- **RECORD EXCERPTS**:

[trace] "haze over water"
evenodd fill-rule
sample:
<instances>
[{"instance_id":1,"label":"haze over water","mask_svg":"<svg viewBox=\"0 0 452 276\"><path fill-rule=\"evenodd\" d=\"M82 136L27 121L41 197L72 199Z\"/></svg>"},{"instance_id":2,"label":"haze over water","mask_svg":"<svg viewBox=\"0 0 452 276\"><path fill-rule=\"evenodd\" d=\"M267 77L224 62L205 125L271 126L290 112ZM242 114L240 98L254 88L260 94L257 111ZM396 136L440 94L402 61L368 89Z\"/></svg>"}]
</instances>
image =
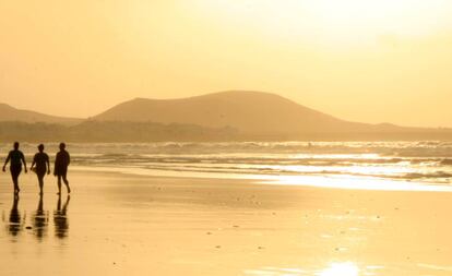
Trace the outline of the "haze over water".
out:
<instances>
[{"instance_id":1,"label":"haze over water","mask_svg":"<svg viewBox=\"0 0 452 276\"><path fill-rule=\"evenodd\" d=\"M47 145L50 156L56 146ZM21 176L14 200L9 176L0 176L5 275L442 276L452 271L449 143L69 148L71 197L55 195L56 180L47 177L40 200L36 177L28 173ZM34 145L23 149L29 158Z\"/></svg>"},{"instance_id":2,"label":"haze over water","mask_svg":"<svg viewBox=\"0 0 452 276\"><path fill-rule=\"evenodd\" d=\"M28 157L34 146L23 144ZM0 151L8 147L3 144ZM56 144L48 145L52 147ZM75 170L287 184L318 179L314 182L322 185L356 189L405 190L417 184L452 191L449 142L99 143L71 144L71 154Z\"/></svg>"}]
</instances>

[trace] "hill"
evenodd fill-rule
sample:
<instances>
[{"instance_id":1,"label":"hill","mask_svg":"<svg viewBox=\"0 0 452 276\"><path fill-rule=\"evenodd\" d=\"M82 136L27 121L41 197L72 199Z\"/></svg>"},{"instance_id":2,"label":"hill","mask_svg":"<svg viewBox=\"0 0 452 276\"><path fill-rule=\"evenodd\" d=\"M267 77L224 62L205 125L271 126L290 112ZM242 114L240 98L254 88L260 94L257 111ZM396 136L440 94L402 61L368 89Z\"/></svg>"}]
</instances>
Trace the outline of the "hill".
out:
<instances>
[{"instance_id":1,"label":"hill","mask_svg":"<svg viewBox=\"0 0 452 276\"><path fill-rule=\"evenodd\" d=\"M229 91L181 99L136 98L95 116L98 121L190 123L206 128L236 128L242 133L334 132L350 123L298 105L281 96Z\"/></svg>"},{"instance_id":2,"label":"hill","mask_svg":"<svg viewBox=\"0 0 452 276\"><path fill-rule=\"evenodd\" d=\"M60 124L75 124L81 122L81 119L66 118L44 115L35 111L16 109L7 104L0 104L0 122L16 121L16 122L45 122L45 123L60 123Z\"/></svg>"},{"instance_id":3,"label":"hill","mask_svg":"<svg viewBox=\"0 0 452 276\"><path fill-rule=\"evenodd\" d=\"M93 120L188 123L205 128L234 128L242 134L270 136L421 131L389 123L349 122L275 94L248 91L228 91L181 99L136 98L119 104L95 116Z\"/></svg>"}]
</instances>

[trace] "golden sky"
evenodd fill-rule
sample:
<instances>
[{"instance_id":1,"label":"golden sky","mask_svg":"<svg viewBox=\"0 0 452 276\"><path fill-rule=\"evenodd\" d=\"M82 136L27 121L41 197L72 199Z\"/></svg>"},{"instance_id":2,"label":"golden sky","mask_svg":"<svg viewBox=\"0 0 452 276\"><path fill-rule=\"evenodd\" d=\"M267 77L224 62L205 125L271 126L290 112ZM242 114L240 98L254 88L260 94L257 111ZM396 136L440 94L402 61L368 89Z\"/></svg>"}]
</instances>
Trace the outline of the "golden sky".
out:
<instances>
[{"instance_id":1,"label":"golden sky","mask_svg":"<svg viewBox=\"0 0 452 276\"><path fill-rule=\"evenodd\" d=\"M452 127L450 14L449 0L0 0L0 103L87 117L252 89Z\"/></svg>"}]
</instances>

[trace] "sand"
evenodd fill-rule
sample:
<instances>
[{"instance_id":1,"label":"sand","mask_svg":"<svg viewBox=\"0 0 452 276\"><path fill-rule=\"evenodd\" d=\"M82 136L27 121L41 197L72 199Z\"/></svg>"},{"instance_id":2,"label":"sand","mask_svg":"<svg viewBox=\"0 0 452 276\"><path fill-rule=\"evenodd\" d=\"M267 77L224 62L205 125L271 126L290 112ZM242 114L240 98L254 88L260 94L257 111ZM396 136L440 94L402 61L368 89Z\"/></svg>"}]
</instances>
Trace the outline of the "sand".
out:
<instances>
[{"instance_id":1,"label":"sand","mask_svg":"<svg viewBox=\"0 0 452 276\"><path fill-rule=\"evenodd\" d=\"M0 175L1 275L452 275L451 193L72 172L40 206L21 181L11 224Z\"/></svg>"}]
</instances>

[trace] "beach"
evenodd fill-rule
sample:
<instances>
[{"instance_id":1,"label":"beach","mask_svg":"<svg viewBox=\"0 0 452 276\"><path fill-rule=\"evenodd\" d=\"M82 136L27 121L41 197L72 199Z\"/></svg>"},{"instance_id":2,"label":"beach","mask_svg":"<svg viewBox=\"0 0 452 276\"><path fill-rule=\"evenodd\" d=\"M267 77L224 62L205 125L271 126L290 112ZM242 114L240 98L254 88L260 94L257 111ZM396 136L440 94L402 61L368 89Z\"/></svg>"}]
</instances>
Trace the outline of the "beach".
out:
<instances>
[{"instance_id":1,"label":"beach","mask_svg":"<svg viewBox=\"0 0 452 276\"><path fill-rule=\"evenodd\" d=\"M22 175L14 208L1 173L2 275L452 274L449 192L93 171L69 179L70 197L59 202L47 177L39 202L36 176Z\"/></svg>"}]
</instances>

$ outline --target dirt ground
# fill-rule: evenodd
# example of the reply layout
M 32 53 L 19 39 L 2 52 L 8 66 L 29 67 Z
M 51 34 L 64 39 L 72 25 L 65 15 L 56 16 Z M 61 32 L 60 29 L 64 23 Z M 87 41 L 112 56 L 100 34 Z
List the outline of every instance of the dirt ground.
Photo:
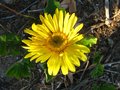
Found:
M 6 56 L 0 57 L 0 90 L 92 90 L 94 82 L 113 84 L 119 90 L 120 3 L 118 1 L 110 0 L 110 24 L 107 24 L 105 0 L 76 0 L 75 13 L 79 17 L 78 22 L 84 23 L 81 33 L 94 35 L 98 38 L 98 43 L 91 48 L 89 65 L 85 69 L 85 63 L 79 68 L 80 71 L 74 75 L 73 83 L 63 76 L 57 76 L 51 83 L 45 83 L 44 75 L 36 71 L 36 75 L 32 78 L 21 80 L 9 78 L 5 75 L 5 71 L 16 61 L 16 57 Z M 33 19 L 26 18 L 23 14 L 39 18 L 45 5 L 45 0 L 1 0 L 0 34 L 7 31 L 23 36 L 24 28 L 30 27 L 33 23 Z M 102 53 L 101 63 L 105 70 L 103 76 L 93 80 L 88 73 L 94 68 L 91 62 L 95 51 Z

--

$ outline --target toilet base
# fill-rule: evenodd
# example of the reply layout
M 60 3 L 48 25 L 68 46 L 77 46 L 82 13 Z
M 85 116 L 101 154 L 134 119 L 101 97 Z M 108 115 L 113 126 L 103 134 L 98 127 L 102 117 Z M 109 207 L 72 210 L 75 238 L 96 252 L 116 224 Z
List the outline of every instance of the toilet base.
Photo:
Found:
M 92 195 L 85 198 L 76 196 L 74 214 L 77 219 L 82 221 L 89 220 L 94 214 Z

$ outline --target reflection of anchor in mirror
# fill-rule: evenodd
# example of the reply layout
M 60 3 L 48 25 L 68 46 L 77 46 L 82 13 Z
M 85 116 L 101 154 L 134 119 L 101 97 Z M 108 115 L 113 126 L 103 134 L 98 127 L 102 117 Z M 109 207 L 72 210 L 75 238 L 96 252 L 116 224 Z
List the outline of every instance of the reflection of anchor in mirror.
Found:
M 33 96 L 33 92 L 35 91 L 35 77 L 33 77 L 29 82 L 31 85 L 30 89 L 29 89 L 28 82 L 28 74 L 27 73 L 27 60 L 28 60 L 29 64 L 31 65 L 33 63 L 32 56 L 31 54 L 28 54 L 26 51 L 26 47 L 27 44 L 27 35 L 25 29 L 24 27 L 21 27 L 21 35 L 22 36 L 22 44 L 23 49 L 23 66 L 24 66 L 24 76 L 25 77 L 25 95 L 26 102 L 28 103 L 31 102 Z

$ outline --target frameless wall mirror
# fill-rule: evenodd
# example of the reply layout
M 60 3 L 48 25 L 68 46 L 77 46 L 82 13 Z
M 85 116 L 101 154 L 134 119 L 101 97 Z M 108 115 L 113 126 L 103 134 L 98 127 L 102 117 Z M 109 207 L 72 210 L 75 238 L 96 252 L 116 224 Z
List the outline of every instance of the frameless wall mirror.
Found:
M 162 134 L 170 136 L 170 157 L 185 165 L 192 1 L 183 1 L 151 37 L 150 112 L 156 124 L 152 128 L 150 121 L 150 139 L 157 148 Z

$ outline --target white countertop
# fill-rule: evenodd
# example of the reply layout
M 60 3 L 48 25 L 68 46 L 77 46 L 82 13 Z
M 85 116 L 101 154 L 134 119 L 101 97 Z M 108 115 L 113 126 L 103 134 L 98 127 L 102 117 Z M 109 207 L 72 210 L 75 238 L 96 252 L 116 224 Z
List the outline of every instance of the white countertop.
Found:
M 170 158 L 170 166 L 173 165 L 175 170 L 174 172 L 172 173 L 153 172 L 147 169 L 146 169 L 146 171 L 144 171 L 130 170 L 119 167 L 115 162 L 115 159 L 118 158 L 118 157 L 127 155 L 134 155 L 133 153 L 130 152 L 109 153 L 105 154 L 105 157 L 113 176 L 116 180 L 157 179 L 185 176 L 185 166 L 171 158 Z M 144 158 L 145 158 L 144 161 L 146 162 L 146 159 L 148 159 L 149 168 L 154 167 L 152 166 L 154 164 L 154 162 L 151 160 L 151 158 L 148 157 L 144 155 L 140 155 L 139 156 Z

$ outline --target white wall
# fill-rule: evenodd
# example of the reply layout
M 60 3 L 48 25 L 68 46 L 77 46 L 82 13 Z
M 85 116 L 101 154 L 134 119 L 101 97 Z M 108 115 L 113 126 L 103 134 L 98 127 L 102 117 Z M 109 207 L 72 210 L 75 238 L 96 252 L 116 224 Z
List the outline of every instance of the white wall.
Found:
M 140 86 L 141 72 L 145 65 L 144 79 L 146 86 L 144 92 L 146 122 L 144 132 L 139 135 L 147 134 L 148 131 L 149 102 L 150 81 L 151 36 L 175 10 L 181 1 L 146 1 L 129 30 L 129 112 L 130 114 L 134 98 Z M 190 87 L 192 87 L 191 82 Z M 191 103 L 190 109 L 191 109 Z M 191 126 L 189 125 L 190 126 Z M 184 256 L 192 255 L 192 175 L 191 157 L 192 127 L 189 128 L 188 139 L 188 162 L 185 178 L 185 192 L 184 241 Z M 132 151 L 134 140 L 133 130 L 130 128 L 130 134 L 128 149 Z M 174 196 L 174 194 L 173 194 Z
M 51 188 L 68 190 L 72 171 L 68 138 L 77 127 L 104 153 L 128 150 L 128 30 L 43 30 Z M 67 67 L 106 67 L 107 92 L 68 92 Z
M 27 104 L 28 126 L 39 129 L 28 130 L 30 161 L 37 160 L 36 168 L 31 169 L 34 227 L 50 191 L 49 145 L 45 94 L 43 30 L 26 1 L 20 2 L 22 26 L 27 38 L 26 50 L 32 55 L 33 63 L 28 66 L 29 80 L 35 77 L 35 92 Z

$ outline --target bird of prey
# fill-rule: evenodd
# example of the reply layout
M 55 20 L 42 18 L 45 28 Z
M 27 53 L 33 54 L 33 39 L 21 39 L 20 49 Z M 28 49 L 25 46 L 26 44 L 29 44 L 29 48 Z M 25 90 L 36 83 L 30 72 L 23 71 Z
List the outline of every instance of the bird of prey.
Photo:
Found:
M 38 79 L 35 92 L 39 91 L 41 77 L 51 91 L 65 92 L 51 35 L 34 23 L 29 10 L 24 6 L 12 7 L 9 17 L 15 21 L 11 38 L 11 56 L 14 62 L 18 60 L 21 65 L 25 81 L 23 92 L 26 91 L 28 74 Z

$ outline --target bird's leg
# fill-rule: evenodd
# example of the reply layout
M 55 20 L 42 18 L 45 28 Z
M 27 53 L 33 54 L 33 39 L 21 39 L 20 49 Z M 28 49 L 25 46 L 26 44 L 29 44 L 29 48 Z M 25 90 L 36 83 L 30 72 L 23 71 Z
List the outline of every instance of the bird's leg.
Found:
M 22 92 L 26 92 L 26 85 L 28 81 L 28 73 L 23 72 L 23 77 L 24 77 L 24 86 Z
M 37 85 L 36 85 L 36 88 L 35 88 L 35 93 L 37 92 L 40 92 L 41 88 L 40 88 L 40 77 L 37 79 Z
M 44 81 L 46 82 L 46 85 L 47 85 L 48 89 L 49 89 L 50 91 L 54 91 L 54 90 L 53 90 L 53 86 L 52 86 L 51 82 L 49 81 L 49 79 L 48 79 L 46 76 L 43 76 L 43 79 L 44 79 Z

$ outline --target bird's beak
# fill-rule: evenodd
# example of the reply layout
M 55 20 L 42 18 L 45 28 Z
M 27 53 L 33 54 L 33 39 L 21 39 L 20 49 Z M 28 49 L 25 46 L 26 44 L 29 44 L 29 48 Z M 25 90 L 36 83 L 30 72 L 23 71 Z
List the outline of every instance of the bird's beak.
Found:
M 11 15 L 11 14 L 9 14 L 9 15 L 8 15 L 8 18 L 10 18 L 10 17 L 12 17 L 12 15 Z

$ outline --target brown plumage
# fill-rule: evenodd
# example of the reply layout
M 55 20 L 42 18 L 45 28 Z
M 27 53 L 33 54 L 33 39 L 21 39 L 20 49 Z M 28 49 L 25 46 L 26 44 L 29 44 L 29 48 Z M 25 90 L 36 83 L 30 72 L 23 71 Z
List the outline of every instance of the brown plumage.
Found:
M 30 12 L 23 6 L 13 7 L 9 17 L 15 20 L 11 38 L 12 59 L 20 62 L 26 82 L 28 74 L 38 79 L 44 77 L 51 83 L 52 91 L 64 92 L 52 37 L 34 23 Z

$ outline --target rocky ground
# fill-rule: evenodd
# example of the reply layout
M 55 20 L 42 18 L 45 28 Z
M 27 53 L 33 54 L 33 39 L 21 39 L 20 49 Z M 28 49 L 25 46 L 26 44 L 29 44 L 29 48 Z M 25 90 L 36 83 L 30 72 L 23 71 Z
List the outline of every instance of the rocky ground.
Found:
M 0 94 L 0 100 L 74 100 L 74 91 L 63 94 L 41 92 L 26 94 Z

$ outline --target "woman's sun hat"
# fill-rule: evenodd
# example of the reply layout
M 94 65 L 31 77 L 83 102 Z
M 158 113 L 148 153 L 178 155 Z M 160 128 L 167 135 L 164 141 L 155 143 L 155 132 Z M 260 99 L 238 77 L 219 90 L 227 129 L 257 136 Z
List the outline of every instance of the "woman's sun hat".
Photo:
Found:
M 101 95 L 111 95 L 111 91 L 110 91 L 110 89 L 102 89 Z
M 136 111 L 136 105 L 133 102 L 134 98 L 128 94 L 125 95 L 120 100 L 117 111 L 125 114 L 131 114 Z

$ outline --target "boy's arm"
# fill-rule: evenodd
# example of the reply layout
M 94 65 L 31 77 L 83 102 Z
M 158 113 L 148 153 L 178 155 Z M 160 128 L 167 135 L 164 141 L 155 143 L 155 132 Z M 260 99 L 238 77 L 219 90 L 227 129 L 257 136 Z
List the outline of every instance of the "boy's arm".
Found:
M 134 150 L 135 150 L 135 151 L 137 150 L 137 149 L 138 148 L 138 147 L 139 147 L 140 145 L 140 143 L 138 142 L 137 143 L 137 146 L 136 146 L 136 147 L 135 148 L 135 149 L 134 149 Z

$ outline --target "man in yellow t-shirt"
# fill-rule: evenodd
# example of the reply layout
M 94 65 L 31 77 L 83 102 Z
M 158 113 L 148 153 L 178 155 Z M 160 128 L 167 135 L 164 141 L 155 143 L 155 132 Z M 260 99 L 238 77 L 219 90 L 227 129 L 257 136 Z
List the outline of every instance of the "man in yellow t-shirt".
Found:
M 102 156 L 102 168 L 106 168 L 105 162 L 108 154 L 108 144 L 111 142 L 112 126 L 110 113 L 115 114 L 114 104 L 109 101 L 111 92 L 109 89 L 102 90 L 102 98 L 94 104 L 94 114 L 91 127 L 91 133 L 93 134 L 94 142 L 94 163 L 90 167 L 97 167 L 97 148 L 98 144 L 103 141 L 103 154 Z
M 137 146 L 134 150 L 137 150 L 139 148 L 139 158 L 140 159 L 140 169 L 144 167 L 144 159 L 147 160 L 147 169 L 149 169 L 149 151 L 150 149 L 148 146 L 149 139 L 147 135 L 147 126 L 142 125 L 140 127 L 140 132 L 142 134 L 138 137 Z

- **JOB**: Put the lines above, from the one containing "--target frameless wall mirror" through the one containing "M 170 158 L", into a numbered list, leaving out blank lines.

- **RESULT OF THE TASK**:
1. $ outline --target frameless wall mirror
2. # fill-rule: evenodd
3. # example of the reply layout
4. M 60 3 L 48 25 L 68 46 L 77 46 L 82 13 Z
5. M 85 116 L 101 154 L 134 119 L 101 97 Z M 108 115 L 113 126 L 103 134 L 98 127 L 102 117 Z M 109 207 L 72 210 L 75 238 L 96 252 L 116 224 Z
6. List the outline of every instance of the frameless wall mirror.
7. Found:
8. M 162 134 L 170 136 L 170 157 L 185 165 L 192 1 L 183 1 L 151 37 L 150 112 L 156 124 L 152 128 L 150 121 L 150 139 L 157 148 Z
9. $ outline --target white countertop
10. # fill-rule: evenodd
11. # example of the reply layout
12. M 60 3 L 48 25 L 68 46 L 77 46 L 82 13 Z
13. M 85 116 L 101 154 L 134 119 L 101 97 Z M 108 115 L 113 126 L 103 134 L 98 127 L 102 117 Z M 109 207 L 72 210 L 75 238 L 96 252 L 116 224 Z
14. List the outline of every instance of the white countertop.
15. Found:
16. M 170 158 L 170 166 L 173 165 L 175 170 L 174 172 L 172 173 L 153 172 L 147 169 L 146 169 L 146 171 L 144 171 L 130 170 L 119 167 L 115 162 L 115 159 L 118 158 L 118 157 L 127 155 L 134 155 L 133 153 L 130 152 L 109 153 L 105 154 L 105 157 L 113 176 L 116 180 L 157 179 L 185 176 L 185 166 L 171 158 Z M 144 158 L 145 158 L 144 161 L 146 162 L 146 159 L 148 159 L 149 168 L 154 167 L 152 166 L 154 164 L 154 162 L 151 160 L 151 158 L 148 157 L 144 155 L 140 155 L 139 156 Z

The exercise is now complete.